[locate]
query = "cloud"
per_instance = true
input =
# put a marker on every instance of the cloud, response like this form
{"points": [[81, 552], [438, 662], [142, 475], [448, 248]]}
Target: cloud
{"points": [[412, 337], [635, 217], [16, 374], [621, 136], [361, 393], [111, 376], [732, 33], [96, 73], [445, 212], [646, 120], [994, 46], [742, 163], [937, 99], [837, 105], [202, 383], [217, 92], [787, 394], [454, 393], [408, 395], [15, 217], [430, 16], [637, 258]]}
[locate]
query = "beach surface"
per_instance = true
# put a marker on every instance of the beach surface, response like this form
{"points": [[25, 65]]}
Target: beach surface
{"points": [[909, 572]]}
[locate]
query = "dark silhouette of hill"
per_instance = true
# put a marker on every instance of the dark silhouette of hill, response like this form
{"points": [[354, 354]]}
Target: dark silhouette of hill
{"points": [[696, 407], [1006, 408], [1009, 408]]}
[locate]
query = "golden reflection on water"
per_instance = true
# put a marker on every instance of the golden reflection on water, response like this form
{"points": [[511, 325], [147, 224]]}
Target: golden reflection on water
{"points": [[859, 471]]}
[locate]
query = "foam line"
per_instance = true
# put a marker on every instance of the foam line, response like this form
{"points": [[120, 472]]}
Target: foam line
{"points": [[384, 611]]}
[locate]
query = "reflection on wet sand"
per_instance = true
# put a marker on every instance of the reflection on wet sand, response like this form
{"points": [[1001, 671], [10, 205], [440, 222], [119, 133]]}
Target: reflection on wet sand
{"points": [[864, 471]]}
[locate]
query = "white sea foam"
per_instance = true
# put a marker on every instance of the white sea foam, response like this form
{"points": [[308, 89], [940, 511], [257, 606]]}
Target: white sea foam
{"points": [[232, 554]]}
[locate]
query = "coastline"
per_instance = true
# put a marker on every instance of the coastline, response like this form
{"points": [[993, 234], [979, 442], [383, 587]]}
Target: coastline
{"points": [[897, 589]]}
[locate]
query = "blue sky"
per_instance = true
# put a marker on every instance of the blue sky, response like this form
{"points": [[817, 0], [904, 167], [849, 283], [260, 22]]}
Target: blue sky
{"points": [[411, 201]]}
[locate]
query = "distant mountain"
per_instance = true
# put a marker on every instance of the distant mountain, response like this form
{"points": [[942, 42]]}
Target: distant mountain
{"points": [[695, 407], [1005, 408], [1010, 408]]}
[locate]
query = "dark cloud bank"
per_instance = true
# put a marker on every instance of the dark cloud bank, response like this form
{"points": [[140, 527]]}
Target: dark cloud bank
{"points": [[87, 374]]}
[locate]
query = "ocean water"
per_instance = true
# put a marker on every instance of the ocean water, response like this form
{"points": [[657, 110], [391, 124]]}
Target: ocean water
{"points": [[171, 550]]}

*What the task asks*
Report the lines above that have the word "query" in them.

*Exercise solution*
query = "cloud"
query = "beach surface"
query = "dark silhouette of hill"
query = "golden reflection on water"
query = "foam line"
query = "reflection on wet sand"
query = "white sea foam"
query = "coastline"
query = "blue sky"
query = "distant mountain"
query = "dark cloud bank"
query = "ocean water"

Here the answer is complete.